**Tarefas:**
1. Por favor, liste todas as pessoas mencionadas pelo nome no texto sobre a Nigéria e a guerra.
2. Continue o texto sobre a Nigéria e a guerra a partir de onde ele termina.

**Texto:**
Desde o final da Segunda Guerra Mundial, o Marechal de Campo Lord Montgomery
tem visitado vários países da África, inclusive o meu país, a Nigéria, que
abriga urânio-233. Estradas militares estão sendo construídas sob o pretexto do
desenvolvimento econômico. Técnicos americanos estão inundando a África e os
preparativos febris sendo feitos para a Terceira Guerra Mundial. Certos fatores
exigiram a posição que minha organização, o Conselho Nacional da Nigéria e dos
Camarões, tomou em relação à próxima guerra. Na Nigéria e nos Camarões,
enfrentamos a inevitável realidade de que o sangue dos nossos filhos foi
derramado em duas guerras mundiais em vão. Lembramos que, durante a Segunda
Guerra Mundial, foi solicitado ao Sr. Winston Churchill que confirmasse que as
disposições da Carta do Atlântico se aplicavam à Nigéria, como foi afirmado
pelo seu vice, o sr. C. R. Attlee, a resposta do primeiro-ministro da Guerra,
redigida em linguagem diplomática e entregue de maneira tranquilizadora,
contradiz a interpretação do presidente Roosevelt no sentido de que a Carta do
Atlântico se aplicava ao mundo inteiro.

**Material fornecido:**
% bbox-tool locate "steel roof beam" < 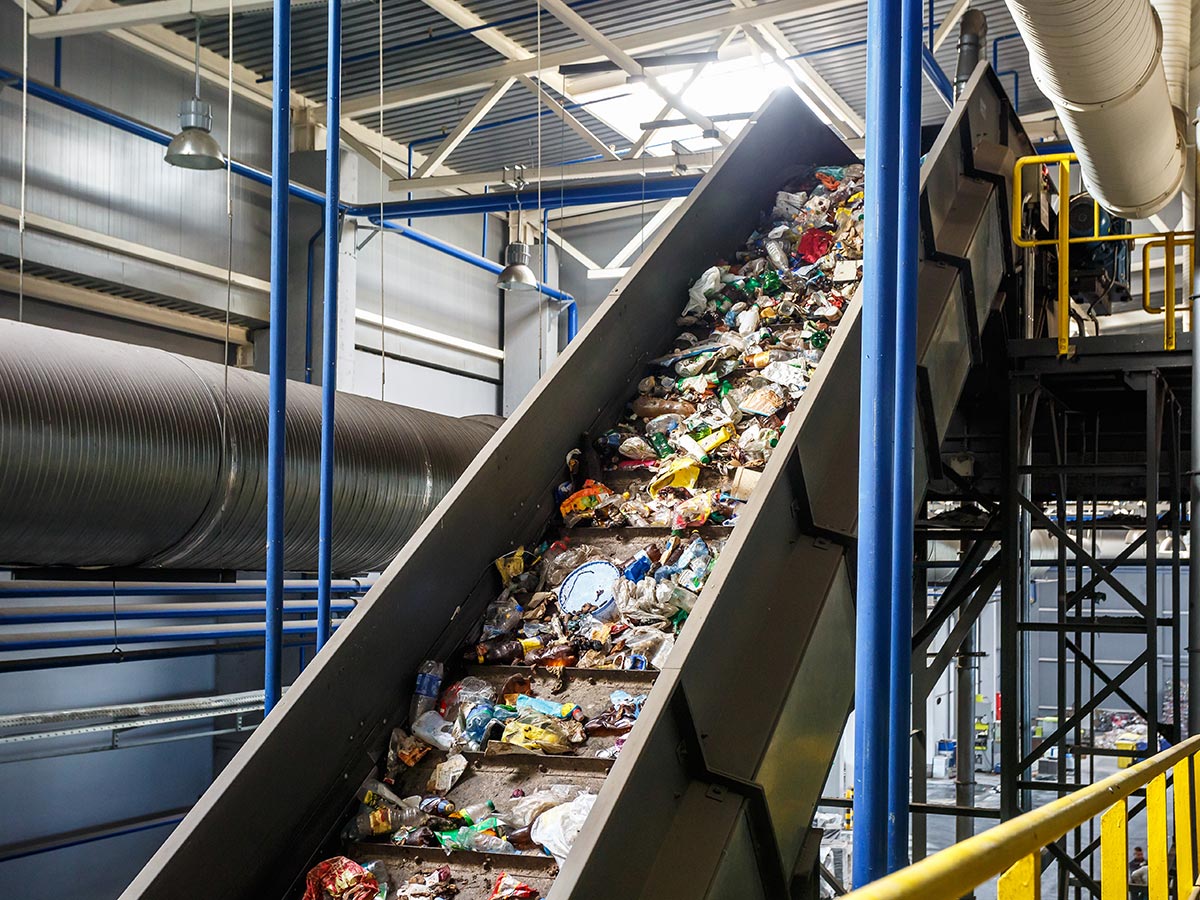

**Respostas finais:**
1. Lord Montgomery; Winston Churchill; C. R. Attlee; Roosevelt

2.
Hoje,
na Nigéria, milhares de ex-militares estão desempregados, eles estão
desiludidos e frustrados, alguns deles foram até mutilados por toda a vida,
porque foram enganados a participar de uma guerra que não era deles. Apesar de seus
esforços na guerra, foi negada a liberdade política, segurança econômica e
emancipação social ao povo da Nigéria e dos Camarões. Nossa identidade nacional foi sufocada para
servir aos propósitos egoístas do domínio estrangeiro. Enfrentamos a negação de
direitos humanos elementares. Somos sentenciados à servidão política e
incumbidos a uma servidão econômica. Somente aqueles que aceitam a escravidão
como destino continuariam a viver sob condições tão humilhantes sem reivindicar
seu direito à vida e à busca da liberdade, e unir forças com os movimentos
progressistas pela paz.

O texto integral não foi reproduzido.